Given passage
June 19th, 2008

Feeling a little weepy and overwhelmed. Sorry. Day 10 since Loverboy ended things, admittedly with a big push from me. It was for the best, but each day has been a bit of a struggle.  Ever read the book, “It’s Called a Breakup Because it is Broken?” Definitely has principles worth adopting when going through this particular life moment. Sigh.

Well, I am sad, and embarrassed at my own behaviour but I know that this is the right decision. I am dealing with my feelings each day, and I have not fallen into chocolate, or vodka, or allowed myself to indulge in a huge binge. I am back to walking and am well, not 100% where I want to be on the food thing but maybe 70%. So good. I am cleaning out my closets and getting ready for a yard sale in a couple of weeks and finally, seriously, thinking about my next life goal. In a way that will (I hope) actually lead to action, not whining.  But, at the same time, being careful not to make any decision that arises from my heartache and not careful consideration.

My instinct is to throw the rest of my life into turmoil ( new job! new home! major shopping spree for new debt!) but I am not doing that. OK, I did buy 2 new pairs of shoes, about $80 worth of clothes and some very expensive shampoo. I can probably survive that. Oh, and a hundred dollars worth of plants for the yard.  Considering past behaviour in similar circumstances I am being very restrained.

4 Responses to “”

  1. anngirl Says:

    damn hon. I’m sorry. Don’t you just hate it when things don’t work out but you know it needs to end in order to make things better for yourself? Just went through that….

    http://www.oprah.com/relationships/subsection_landing.jhtml?section=Breakups/Divorce&subsection=Breakups/Divorce

    I actually read some pretty good things on there regarding this subject. I actually wrote out all the qualities I want in a man and posted it on my fridge. :) yeah, I’m a sucker for that kind of thing. I also burnt sage all over my house to rid myself of any lingering residue, washed all linens and decided that sometimes crying your ass off is the best thing you can do for yourself.

    I feel for you Ms. tj…. but better days are ahead for us :)

Task instructions
Could you carry on the breakup blog post from its last line? The material comes from a source unrelated to the breakup blog post.

Information
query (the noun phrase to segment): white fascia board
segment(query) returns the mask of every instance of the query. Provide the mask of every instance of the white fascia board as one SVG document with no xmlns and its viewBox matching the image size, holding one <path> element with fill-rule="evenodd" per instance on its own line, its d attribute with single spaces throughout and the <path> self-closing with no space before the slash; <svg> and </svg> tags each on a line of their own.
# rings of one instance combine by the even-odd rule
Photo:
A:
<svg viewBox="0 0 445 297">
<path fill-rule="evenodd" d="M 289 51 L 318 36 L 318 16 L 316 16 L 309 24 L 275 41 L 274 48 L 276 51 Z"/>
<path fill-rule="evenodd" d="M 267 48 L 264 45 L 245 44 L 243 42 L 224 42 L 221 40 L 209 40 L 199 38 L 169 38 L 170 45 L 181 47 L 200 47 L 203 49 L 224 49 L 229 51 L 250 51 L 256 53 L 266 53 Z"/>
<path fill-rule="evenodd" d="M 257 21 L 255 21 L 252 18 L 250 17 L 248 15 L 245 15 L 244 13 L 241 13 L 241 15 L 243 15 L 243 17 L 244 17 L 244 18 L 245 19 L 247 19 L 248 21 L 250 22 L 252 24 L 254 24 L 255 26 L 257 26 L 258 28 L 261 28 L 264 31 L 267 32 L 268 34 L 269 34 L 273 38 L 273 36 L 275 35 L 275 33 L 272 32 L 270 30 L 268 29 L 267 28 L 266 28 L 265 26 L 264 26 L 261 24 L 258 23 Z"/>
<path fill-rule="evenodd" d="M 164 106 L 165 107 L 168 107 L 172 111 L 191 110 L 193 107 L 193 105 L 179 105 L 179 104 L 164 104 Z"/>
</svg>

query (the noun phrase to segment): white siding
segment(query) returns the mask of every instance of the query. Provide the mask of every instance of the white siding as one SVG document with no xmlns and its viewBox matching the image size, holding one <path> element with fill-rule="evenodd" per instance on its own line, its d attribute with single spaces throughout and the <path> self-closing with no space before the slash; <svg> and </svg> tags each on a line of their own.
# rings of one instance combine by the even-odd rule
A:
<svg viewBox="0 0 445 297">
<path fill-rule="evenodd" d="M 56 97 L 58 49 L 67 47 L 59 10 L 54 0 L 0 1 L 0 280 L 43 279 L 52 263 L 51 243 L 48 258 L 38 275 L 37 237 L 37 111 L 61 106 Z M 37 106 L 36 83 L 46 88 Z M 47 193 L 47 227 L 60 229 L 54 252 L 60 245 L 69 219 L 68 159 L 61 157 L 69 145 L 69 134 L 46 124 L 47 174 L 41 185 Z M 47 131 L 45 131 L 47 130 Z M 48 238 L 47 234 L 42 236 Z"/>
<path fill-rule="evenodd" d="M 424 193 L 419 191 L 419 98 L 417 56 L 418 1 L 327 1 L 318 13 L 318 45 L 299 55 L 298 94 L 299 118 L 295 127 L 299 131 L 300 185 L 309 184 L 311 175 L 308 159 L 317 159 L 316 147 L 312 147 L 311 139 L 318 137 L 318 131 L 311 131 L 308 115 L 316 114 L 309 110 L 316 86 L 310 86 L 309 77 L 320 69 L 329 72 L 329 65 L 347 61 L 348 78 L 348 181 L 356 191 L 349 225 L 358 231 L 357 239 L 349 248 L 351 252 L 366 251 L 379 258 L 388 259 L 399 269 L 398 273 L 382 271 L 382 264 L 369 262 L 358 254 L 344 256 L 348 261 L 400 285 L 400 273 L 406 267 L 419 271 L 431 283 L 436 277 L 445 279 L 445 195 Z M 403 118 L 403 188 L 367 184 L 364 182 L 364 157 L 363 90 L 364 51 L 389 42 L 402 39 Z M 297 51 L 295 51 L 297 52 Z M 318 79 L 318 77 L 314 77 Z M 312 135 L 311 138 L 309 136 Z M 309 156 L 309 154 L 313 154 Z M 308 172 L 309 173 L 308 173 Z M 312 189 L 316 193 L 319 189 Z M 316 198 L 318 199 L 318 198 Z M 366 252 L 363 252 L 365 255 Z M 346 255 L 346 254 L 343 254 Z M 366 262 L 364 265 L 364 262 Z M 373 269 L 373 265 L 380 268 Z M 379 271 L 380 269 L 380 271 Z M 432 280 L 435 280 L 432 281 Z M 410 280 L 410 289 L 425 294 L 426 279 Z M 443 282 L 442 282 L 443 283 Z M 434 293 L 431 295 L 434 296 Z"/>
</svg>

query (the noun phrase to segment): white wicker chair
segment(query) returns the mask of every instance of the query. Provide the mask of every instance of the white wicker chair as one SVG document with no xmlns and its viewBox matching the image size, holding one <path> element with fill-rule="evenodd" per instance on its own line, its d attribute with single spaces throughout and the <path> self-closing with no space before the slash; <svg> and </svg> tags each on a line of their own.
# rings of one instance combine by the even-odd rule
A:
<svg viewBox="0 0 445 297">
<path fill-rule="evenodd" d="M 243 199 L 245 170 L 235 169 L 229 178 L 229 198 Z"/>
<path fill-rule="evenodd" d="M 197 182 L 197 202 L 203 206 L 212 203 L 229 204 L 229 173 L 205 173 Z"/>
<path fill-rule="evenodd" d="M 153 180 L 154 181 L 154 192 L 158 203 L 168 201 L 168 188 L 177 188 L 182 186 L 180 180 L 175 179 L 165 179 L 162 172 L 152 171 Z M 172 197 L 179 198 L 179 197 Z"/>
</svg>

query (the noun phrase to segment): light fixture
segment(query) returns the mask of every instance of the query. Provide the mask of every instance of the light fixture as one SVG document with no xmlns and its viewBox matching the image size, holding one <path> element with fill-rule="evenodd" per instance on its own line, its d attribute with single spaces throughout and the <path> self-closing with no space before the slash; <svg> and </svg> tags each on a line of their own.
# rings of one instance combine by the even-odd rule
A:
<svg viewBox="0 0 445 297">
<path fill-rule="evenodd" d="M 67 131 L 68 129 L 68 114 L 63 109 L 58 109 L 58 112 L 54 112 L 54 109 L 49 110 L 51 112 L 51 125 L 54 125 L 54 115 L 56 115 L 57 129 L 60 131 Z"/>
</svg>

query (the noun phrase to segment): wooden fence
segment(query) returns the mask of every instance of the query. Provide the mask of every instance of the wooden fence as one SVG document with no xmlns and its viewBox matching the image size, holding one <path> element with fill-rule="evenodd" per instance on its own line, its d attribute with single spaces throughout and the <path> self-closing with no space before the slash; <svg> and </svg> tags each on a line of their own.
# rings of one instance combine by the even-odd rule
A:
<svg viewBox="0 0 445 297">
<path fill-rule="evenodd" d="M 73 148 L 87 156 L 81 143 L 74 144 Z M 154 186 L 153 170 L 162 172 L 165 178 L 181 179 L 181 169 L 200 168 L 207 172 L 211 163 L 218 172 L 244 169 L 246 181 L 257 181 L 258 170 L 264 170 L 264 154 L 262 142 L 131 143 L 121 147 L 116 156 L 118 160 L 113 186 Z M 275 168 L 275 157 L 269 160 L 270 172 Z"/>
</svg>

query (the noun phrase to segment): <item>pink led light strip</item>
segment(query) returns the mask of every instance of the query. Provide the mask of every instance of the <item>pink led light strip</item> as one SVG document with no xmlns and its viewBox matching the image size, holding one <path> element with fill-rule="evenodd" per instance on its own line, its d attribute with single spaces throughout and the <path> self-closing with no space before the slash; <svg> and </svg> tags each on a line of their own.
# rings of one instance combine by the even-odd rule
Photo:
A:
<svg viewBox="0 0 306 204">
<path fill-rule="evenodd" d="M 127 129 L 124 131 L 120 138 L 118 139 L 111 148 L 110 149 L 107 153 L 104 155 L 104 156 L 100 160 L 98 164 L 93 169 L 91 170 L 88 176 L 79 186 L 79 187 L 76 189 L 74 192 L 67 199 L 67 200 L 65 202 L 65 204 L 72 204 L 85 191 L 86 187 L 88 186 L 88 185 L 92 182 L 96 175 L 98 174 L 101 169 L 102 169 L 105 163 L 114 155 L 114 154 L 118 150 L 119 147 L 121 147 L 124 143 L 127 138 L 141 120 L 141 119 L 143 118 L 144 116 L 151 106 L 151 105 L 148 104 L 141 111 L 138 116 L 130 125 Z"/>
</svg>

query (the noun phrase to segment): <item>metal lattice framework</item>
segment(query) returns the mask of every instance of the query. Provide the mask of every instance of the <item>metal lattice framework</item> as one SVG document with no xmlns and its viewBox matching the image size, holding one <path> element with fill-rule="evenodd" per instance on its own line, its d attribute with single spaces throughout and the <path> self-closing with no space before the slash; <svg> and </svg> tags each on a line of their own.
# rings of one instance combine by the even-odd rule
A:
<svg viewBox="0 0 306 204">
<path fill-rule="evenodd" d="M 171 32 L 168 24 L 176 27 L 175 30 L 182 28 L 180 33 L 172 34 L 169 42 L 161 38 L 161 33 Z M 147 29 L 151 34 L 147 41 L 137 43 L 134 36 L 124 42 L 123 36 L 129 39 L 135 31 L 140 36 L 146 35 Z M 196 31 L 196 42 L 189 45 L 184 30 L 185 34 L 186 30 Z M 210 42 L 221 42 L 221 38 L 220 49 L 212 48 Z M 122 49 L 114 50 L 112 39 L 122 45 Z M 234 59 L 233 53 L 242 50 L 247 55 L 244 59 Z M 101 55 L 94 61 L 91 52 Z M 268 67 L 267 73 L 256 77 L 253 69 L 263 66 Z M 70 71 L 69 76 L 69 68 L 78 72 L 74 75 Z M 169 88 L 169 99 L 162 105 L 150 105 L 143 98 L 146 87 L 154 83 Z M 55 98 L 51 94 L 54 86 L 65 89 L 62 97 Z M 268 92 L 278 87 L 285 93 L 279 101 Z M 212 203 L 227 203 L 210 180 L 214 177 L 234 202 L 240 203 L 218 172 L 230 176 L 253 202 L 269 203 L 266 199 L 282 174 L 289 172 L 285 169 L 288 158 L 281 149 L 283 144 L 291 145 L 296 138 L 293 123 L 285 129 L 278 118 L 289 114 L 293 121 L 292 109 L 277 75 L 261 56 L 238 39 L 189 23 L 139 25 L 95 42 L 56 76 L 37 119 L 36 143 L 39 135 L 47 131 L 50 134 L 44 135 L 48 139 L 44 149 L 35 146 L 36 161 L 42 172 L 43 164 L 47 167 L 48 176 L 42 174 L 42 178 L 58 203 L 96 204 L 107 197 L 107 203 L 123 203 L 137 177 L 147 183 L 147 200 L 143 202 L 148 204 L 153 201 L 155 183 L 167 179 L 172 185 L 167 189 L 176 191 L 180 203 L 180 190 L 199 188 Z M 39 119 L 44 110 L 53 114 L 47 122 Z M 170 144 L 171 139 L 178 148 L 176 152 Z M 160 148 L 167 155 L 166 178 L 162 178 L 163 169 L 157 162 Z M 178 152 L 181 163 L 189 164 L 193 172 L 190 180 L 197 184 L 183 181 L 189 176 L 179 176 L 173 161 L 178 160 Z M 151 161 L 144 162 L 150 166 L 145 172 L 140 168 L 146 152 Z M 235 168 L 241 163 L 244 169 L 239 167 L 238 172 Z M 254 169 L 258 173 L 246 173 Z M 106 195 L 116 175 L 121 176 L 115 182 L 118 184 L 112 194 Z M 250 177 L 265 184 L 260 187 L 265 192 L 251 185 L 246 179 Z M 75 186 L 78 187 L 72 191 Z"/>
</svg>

Exercise answer
    You did good on the retail therapy and staying away from the booze was an even better idea. keep strong and be extra kind to yourself ….

    we’re also gonna beat these colds!!!!!!
    xo

  2. findingjoy Says:

    I am so sorry that you are going through this pain and loss. You go ahead and grieve , you have the right to. Then understand this. You are too good for a man who will treat you like that. You will be better off without him.
    I am so proud of you for NOT binging! Good for you! You stay strong . Keep up the good work.
    Take care
    Joy

    aka
    (Finding Joy in the journey of weight loss)

  3. leedarenee Says:

    I’m sorry about the breakup. Sometimes those type of things seem like a major blow, even though they may like our lives better in the long run.

    Shopping is ok as far as therapy is concerned ;)

    I’ll be thinking about you, and sending you big hugs.

  4. round Says:

    tj sorry you’re going through a hard time w this breakup - they’re never easy, are they?

    I hope it opens you up to a great person soon.

    Sounds like you’re doing really well, being at 70% after a breakup is like at 110% in more normal times. It sounds like you’re developing new coping mechanisms.

    I’m a big believer in lists like the one Ann wrote about - I had a clear vision of what I wanted in a man, and even though it seemed impossible to find a real-life person who met my criteria, my husband actually does — so the right person is out there!